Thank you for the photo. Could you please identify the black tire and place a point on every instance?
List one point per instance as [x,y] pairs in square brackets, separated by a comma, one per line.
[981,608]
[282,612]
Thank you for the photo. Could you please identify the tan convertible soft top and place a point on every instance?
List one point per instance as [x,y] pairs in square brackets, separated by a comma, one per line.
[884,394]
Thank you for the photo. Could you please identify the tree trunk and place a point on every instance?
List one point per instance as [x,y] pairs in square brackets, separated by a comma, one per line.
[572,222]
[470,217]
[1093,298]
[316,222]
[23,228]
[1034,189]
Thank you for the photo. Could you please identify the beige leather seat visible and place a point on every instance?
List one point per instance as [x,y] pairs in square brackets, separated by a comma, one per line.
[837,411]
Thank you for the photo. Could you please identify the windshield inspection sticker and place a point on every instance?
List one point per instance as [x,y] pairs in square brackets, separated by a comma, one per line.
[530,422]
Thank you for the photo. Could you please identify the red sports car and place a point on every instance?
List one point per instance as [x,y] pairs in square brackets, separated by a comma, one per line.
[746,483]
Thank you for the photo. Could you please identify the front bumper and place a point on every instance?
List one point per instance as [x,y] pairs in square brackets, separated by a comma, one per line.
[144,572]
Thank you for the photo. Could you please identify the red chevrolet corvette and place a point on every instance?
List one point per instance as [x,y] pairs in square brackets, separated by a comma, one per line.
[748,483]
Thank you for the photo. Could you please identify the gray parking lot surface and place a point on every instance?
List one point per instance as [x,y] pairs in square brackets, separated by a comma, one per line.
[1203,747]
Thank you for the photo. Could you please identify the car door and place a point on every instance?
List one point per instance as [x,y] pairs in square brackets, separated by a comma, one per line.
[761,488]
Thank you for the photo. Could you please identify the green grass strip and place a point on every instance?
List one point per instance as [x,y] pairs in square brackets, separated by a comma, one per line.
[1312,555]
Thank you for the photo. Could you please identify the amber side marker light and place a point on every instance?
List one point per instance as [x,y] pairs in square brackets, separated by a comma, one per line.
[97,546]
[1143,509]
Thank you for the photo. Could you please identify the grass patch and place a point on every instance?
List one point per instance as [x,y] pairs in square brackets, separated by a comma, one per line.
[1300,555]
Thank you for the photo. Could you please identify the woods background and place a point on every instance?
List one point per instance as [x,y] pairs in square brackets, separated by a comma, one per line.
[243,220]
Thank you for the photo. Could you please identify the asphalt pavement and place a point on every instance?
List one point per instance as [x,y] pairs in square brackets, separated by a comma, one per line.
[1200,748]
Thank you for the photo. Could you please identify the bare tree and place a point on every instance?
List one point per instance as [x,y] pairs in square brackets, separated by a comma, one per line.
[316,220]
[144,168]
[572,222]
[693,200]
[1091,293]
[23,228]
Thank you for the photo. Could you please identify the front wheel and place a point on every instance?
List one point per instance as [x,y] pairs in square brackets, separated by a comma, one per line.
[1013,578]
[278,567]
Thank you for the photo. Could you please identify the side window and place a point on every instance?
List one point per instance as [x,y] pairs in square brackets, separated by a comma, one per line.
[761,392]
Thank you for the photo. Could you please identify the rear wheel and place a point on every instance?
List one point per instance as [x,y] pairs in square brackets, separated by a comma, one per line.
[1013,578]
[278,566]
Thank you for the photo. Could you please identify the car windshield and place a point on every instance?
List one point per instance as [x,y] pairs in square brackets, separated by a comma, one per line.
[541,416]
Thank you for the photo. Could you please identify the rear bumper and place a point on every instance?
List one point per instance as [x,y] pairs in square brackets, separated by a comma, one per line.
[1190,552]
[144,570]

********

EXERCISE |
Copy the lines above verbatim, from the line that contains "Thank you for the photo. Could you please identify the bare" through the final line, including both of those lines.

TASK ANSWER |
Thank you for the photo. Could you please identify the bare tree and place a point on every instance?
List one point per instance as [x,y] pairs in square brackets, separated by a comma, one per line.
[316,220]
[144,168]
[572,222]
[693,200]
[1091,293]
[23,228]
Thank you for the photo. Could you please identify the front wheel and place a point on every instance?
List one point per instance as [x,y] pairs in square brackets, separated by a comma, one per line.
[1013,578]
[278,567]
Thank you for the photo. Could you please identify the side window and place a point on every instance?
List one point per instance as [x,y] pairs in square brackets, separated by a comma, one per line.
[761,392]
Thank you for the photo. Could you please identify the rear wheel and place a point on every instance?
List one point per instance as [x,y] pairs in square brackets, separated by a comma, one per line.
[1013,578]
[278,566]
Thank you for the photo. Could you please identify the car windshield and place a point on every instance?
List one point per instance as [x,y] pairs in square brackets, separated by a comma, one per line.
[541,416]
Thank you for the photo. Could you please identify the rear bumper and place a point on every instance?
List one point per instance as [x,y] pairs in square brackets, separated by a comma, one per line.
[1190,552]
[144,570]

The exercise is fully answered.